> Instructions for the task
Copy the material below, changing each "a sample answer" to "one reference answer" and leaving everything else untouched. Omit the pictures from your answer.

>> Begin Provided data

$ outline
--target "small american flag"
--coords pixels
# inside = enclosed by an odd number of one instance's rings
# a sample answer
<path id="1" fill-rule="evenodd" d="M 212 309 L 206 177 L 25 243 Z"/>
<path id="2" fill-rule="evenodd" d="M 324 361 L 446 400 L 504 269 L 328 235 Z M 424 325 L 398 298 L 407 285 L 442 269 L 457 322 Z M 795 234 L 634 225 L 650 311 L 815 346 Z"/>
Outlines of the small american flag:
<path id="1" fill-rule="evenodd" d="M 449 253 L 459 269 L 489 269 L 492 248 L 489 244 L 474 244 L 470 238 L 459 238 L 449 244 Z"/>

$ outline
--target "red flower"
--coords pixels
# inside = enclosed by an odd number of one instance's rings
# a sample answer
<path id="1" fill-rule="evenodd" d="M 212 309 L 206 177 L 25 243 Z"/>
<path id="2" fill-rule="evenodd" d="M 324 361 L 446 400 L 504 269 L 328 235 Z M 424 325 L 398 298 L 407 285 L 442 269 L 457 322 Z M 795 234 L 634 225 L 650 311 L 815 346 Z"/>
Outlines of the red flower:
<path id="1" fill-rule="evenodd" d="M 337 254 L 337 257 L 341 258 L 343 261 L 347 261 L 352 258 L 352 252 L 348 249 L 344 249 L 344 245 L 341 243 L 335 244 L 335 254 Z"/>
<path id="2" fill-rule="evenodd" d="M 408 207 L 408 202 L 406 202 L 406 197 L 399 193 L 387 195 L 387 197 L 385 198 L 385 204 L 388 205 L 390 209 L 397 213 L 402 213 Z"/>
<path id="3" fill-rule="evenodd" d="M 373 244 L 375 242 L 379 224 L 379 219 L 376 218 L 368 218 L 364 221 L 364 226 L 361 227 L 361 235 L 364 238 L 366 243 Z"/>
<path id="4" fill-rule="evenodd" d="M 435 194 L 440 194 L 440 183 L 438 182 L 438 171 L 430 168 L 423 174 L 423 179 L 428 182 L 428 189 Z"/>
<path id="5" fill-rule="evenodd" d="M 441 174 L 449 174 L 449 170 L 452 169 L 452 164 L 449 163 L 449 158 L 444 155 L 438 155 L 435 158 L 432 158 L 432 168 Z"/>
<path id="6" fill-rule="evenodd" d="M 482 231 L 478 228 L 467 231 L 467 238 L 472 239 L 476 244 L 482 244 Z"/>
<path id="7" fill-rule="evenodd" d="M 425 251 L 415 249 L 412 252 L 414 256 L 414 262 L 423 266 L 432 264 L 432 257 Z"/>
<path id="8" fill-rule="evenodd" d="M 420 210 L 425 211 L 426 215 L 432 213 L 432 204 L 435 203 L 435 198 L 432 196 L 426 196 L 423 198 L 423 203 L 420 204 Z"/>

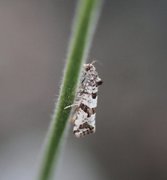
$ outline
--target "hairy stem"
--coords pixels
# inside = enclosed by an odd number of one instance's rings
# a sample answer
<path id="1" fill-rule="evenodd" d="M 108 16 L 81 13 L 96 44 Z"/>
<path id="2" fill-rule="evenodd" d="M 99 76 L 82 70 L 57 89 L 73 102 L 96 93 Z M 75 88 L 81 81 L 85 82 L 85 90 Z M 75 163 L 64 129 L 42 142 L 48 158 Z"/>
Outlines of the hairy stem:
<path id="1" fill-rule="evenodd" d="M 78 2 L 60 95 L 48 130 L 39 180 L 51 178 L 54 162 L 57 160 L 58 150 L 63 141 L 63 133 L 70 115 L 70 109 L 64 108 L 74 101 L 81 68 L 88 56 L 101 4 L 102 0 L 79 0 Z"/>

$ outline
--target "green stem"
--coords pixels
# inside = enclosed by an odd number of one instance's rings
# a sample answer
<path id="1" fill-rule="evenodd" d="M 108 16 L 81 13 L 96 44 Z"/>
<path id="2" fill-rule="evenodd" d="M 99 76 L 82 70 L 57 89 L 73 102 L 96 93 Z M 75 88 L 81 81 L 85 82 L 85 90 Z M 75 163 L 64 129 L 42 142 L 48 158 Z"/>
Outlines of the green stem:
<path id="1" fill-rule="evenodd" d="M 63 133 L 70 115 L 70 109 L 64 108 L 73 104 L 81 68 L 88 56 L 101 4 L 102 0 L 80 0 L 78 2 L 67 55 L 67 64 L 60 95 L 54 109 L 51 126 L 48 130 L 38 180 L 49 180 L 51 178 L 51 171 L 54 162 L 57 160 L 58 150 L 63 141 Z"/>

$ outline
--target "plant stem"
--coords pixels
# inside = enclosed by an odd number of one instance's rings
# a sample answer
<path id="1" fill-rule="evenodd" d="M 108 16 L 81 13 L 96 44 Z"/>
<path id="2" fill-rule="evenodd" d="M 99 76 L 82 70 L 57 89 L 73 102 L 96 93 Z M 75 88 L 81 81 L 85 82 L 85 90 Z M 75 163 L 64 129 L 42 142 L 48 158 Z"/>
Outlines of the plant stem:
<path id="1" fill-rule="evenodd" d="M 101 4 L 102 0 L 79 0 L 78 2 L 67 54 L 67 64 L 60 95 L 48 130 L 38 180 L 49 180 L 51 178 L 54 162 L 57 160 L 58 150 L 63 141 L 63 133 L 70 115 L 70 109 L 64 108 L 73 104 L 81 68 L 88 56 Z"/>

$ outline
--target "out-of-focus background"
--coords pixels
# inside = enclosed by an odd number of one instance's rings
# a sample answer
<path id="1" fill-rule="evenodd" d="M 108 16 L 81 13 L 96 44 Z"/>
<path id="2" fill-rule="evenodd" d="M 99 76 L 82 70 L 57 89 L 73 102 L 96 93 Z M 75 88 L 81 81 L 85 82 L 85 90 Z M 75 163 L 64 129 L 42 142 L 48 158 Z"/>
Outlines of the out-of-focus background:
<path id="1" fill-rule="evenodd" d="M 0 180 L 33 180 L 75 0 L 0 1 Z M 104 80 L 97 133 L 66 136 L 58 179 L 167 179 L 167 1 L 106 0 L 89 62 Z"/>

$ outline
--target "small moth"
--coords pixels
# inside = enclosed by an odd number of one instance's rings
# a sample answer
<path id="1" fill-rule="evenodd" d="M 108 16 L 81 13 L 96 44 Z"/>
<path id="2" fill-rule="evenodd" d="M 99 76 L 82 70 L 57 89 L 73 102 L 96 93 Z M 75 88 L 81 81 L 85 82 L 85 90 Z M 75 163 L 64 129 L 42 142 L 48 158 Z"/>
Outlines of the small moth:
<path id="1" fill-rule="evenodd" d="M 96 131 L 97 92 L 102 80 L 93 63 L 84 65 L 75 104 L 71 105 L 74 106 L 71 122 L 74 124 L 73 133 L 76 137 L 83 137 Z"/>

>> End Provided data

> Task answer
$ outline
--target "small american flag"
--coords pixels
# inside = enclosed by an odd number of one instance's rings
# one reference answer
<path id="1" fill-rule="evenodd" d="M 212 309 L 206 177 L 25 243 Z"/>
<path id="2" fill-rule="evenodd" d="M 324 361 L 446 400 L 504 269 L 328 235 Z M 424 325 L 398 298 L 407 285 L 442 269 L 457 322 Z M 795 234 L 634 225 L 650 311 L 815 346 Z"/>
Outlines of the small american flag:
<path id="1" fill-rule="evenodd" d="M 449 253 L 459 269 L 489 269 L 492 248 L 489 244 L 474 244 L 470 238 L 459 238 L 449 244 Z"/>

$ outline
--target "red flower"
--coords pixels
# inside = enclosed by an odd number of one instance's rings
# one reference answer
<path id="1" fill-rule="evenodd" d="M 212 309 L 206 177 L 25 243 Z"/>
<path id="2" fill-rule="evenodd" d="M 324 361 L 446 400 L 504 269 L 328 235 Z M 424 325 L 398 298 L 407 285 L 442 269 L 457 322 Z M 795 234 L 634 225 L 650 311 L 815 346 Z"/>
Outlines of the red flower:
<path id="1" fill-rule="evenodd" d="M 337 254 L 337 257 L 341 258 L 343 261 L 347 261 L 352 258 L 352 252 L 348 249 L 344 249 L 344 245 L 341 243 L 335 244 L 335 254 Z"/>
<path id="2" fill-rule="evenodd" d="M 408 207 L 408 202 L 406 202 L 406 197 L 399 193 L 387 195 L 387 197 L 385 198 L 385 204 L 388 205 L 390 209 L 397 213 L 402 213 Z"/>
<path id="3" fill-rule="evenodd" d="M 373 244 L 375 242 L 379 224 L 379 219 L 376 218 L 368 218 L 364 221 L 364 226 L 361 227 L 361 235 L 364 238 L 366 243 Z"/>
<path id="4" fill-rule="evenodd" d="M 435 194 L 440 194 L 440 183 L 438 182 L 438 171 L 430 168 L 423 174 L 423 179 L 428 182 L 428 189 Z"/>
<path id="5" fill-rule="evenodd" d="M 441 174 L 449 174 L 449 170 L 452 169 L 452 164 L 449 163 L 449 158 L 444 155 L 438 155 L 435 158 L 432 158 L 432 168 Z"/>
<path id="6" fill-rule="evenodd" d="M 482 231 L 478 228 L 467 231 L 467 238 L 472 239 L 476 244 L 482 244 Z"/>
<path id="7" fill-rule="evenodd" d="M 425 251 L 415 249 L 412 252 L 414 256 L 414 262 L 423 266 L 432 264 L 432 257 Z"/>
<path id="8" fill-rule="evenodd" d="M 420 210 L 425 211 L 426 215 L 432 213 L 432 204 L 435 203 L 435 198 L 432 196 L 426 196 L 423 198 L 423 203 L 420 204 Z"/>

$ outline
--target "hairy stem"
--coords pixels
# inside = enclosed by an odd number of one instance's rings
# one reference answer
<path id="1" fill-rule="evenodd" d="M 108 16 L 81 13 L 96 44 Z"/>
<path id="2" fill-rule="evenodd" d="M 99 76 L 82 70 L 57 89 L 73 102 L 96 93 Z M 75 88 L 81 81 L 85 82 L 85 90 Z M 75 163 L 64 129 L 42 142 L 48 158 Z"/>
Outlines of the hairy stem:
<path id="1" fill-rule="evenodd" d="M 78 2 L 60 95 L 48 130 L 39 180 L 51 178 L 54 162 L 57 160 L 58 150 L 63 141 L 63 133 L 70 115 L 70 109 L 64 108 L 74 101 L 81 68 L 88 56 L 101 4 L 102 0 L 79 0 Z"/>

$ outline
--target "green stem"
--coords pixels
# inside = enclosed by an odd number of one instance's rings
# one reference answer
<path id="1" fill-rule="evenodd" d="M 108 16 L 81 13 L 96 44 Z"/>
<path id="2" fill-rule="evenodd" d="M 99 76 L 82 70 L 57 89 L 73 102 L 96 93 Z M 75 88 L 81 81 L 85 82 L 85 90 Z M 75 163 L 64 129 L 42 142 L 48 158 Z"/>
Outlines of the green stem:
<path id="1" fill-rule="evenodd" d="M 63 133 L 70 115 L 70 109 L 64 108 L 73 104 L 81 68 L 88 56 L 101 4 L 102 0 L 80 0 L 78 2 L 67 55 L 67 64 L 60 95 L 54 109 L 51 126 L 48 130 L 38 180 L 49 180 L 51 178 L 51 171 L 54 162 L 57 160 L 58 150 L 63 141 Z"/>

$ outline
--target "plant stem"
--coords pixels
# inside = enclosed by an odd number of one instance's rings
# one reference answer
<path id="1" fill-rule="evenodd" d="M 108 16 L 81 13 L 96 44 Z"/>
<path id="2" fill-rule="evenodd" d="M 99 76 L 82 70 L 57 89 L 73 102 L 96 93 Z M 75 88 L 81 81 L 85 82 L 85 90 Z M 75 163 L 64 129 L 42 142 L 48 158 Z"/>
Outlines of the plant stem:
<path id="1" fill-rule="evenodd" d="M 101 4 L 102 0 L 79 0 L 78 2 L 67 54 L 67 64 L 60 95 L 48 130 L 38 180 L 49 180 L 51 178 L 54 162 L 57 160 L 58 150 L 63 141 L 63 133 L 70 115 L 70 109 L 64 108 L 73 104 L 81 68 L 88 56 Z"/>

$ outline
--target "out-of-focus background"
--coords pixels
# inside = enclosed by an odd number of one instance's rings
# one reference answer
<path id="1" fill-rule="evenodd" d="M 108 16 L 81 13 L 96 44 Z"/>
<path id="2" fill-rule="evenodd" d="M 99 76 L 82 70 L 57 89 L 73 102 L 96 93 Z M 75 88 L 81 81 L 85 82 L 85 90 Z M 75 163 L 64 129 L 42 142 L 48 158 Z"/>
Outlines of the out-of-focus background:
<path id="1" fill-rule="evenodd" d="M 0 180 L 33 180 L 75 0 L 0 1 Z M 104 80 L 97 133 L 66 136 L 58 179 L 167 179 L 167 1 L 106 0 L 89 62 Z"/>

$ outline
--target "small moth"
--coords pixels
# inside = enclosed by an odd number of one instance's rings
# one reference answer
<path id="1" fill-rule="evenodd" d="M 108 16 L 81 13 L 96 44 Z"/>
<path id="2" fill-rule="evenodd" d="M 99 76 L 82 70 L 57 89 L 73 102 L 96 93 Z M 75 88 L 81 81 L 85 82 L 85 90 Z M 75 163 L 64 129 L 42 142 L 48 158 Z"/>
Outlines of the small moth:
<path id="1" fill-rule="evenodd" d="M 96 131 L 97 92 L 102 80 L 93 63 L 84 65 L 75 104 L 71 105 L 74 106 L 71 122 L 74 124 L 73 133 L 76 137 L 83 137 Z"/>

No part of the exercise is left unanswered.